Tips from the American Journal of Pathology

Published: Thursday, January 22, 2009 - 06:56 in Health & Medicine

Novel Biomarker of Metastatic Bladder Cancer A group led by Dr. Dan Theodorescu at the University of Virginia has identified a novel biomarker for metastatic bladder cancer. They report these findings in the February 2009 issue of The American Journal of Pathology.

Bladder cancer is the fifth most commonly diagnosed cancer in the United States. It commonly spreads to both the lung and the liver. This metastasis significantly increases the risk of the disease; however, little is known about what causes either general or organ-specific metastasis.

Smith et al generated bladder cancer cell lines that specifically metastasized to either the lung or the liver. They then identified genes that were expressed in either the lung- or liver-specific line, as well as expressed genes that were shared between the two lines. One such gene, Laminin V gamma 2 (LAMC2), was upregulated in both lung- and liver-specific cell lines, as well as in human tumors.

→ **To do**:
A – Answer each question using the bladder cancer text.
(i) At which university does Dr. Dan Theodorescu's group work?
(ii) To which two organs does bladder cancer commonly spread?
(iii) Which gene was upregulated in both the lung- and liver-specific cell lines?
B – Rewrite the paragraph of the bladder cancer text that begins "Smith et al generated" as a short bulleted list, keeping its main facts.

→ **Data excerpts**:
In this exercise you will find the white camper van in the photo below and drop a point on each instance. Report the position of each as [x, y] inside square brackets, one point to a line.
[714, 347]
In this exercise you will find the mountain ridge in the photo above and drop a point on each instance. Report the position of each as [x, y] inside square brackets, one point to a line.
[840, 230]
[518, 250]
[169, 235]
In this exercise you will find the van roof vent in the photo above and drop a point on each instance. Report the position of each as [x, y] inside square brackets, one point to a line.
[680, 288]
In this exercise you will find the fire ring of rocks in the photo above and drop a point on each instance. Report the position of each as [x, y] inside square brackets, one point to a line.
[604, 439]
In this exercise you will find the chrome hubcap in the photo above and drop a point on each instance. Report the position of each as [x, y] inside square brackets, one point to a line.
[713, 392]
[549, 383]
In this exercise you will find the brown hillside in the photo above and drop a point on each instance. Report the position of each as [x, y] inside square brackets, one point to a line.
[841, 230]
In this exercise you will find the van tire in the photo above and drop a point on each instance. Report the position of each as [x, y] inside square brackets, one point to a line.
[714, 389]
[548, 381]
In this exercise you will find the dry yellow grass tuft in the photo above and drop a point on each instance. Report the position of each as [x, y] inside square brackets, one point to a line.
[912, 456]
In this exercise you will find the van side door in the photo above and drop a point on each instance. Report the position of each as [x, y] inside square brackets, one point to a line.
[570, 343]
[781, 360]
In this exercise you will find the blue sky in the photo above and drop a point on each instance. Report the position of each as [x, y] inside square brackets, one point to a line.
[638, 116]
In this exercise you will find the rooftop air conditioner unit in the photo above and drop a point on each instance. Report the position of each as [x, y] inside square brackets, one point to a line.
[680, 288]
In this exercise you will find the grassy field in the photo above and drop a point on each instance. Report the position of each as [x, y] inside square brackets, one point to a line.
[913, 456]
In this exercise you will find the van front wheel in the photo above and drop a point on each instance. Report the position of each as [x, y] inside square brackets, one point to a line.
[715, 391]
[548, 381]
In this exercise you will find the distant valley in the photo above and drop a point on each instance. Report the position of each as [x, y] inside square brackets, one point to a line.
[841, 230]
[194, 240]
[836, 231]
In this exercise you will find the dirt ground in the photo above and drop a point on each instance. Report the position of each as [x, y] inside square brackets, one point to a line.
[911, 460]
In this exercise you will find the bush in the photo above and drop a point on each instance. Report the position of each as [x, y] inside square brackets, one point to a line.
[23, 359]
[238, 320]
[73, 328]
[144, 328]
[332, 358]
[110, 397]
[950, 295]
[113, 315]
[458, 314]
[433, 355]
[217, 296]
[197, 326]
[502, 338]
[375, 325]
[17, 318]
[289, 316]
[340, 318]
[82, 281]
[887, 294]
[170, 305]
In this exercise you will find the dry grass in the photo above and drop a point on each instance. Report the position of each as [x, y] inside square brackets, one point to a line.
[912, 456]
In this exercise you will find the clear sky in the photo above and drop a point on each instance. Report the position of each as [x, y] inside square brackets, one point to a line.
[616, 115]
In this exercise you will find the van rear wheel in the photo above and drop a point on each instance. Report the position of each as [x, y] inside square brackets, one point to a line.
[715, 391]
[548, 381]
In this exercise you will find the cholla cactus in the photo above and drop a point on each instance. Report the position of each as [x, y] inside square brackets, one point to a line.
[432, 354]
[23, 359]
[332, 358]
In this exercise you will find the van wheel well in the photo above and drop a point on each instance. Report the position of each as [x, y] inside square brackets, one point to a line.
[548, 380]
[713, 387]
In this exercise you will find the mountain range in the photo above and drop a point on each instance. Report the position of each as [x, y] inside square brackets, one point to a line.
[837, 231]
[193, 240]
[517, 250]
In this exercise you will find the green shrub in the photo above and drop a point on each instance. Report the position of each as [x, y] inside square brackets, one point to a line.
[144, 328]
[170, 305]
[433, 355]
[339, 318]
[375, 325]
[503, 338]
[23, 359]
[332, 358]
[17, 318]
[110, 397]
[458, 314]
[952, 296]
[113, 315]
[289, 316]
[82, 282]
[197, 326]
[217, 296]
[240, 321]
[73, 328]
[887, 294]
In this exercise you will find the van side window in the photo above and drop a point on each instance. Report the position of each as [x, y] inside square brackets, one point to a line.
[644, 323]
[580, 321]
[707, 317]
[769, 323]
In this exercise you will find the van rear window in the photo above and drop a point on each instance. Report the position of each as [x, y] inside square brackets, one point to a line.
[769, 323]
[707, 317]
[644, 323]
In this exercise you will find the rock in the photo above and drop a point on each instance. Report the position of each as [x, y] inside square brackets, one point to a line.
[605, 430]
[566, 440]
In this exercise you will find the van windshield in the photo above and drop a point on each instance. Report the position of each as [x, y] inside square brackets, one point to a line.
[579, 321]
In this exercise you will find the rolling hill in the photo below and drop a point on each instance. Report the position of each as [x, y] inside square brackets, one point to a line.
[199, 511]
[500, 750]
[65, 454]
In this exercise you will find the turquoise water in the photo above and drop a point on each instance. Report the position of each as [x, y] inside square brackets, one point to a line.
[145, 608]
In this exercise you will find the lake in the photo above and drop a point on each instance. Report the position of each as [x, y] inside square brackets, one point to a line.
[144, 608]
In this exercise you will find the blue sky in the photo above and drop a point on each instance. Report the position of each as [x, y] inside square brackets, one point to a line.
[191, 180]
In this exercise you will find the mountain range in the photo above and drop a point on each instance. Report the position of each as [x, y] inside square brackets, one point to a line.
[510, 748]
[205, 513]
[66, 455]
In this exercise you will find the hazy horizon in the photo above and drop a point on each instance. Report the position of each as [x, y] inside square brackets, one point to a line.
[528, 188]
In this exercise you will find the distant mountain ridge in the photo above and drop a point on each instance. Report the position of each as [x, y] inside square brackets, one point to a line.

→ **Solutions to each task**:
A –
(i) The University of Virginia.
(ii) The lung and the liver.
(iii) Laminin V gamma 2 (LAMC2).

B –
- Smith et al created bladder cancer cell lines that metastasized specifically to either the lung or the liver.
- They identified genes expressed in each line and genes shared by both lines.
- One shared gene, Laminin V gamma 2 (LAMC2), was upregulated in both cell lines and in human tumors.